- _Work required_:
Which lines come from the start of the records through the line that holds "Annotation task — tag each instance of the fried chicken skin"? Write them out word for word.

Records from a data collection
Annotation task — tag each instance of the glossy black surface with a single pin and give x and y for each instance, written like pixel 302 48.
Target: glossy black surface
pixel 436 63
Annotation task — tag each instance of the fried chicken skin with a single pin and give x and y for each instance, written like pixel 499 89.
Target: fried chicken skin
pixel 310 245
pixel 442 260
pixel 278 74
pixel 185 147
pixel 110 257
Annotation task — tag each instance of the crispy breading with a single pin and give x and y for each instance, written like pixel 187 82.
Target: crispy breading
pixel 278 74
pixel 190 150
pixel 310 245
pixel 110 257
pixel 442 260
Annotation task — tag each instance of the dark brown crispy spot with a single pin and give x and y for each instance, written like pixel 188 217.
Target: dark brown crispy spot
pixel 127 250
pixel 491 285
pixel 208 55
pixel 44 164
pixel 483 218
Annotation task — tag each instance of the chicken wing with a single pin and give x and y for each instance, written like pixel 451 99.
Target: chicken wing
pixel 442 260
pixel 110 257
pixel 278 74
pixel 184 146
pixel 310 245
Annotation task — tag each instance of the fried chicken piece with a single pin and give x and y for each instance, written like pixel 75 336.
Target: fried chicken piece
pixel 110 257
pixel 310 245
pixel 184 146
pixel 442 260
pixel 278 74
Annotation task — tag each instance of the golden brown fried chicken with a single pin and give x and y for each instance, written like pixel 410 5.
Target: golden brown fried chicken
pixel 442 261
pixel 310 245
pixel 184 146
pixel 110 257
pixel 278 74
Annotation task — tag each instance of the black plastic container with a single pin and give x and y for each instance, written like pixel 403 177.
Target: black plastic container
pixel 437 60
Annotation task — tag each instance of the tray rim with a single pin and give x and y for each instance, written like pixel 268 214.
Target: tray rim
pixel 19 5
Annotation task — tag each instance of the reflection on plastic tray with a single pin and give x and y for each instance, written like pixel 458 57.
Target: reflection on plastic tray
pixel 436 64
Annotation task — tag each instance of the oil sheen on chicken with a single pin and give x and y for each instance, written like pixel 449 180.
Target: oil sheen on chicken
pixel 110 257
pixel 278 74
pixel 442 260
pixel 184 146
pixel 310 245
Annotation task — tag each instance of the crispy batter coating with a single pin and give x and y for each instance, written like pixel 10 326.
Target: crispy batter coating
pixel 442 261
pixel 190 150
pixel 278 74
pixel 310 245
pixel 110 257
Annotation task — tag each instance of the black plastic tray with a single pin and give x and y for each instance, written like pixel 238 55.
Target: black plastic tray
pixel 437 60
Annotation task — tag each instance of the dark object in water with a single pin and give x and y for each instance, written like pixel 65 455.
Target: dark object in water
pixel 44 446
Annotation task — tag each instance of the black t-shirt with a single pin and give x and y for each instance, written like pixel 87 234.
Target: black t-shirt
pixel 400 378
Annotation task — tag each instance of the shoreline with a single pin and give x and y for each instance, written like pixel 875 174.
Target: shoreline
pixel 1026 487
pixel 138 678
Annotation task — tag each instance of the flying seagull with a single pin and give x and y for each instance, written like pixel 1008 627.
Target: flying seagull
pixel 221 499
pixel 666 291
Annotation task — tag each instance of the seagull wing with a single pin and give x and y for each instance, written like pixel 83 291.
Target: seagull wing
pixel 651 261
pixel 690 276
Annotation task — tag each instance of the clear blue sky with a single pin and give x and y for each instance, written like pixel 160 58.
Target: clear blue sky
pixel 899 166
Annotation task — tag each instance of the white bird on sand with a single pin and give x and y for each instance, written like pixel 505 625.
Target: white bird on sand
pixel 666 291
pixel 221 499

- _Answer section_:
Annotation task — tag each instance of the glossy black surface with a single pin and give x and y for each instance, written like pixel 302 48.
Target: glossy black surface
pixel 436 63
Annotation task — tag each instance of the fried chicken skin with a single pin and give x and y for each instance, written like pixel 499 89.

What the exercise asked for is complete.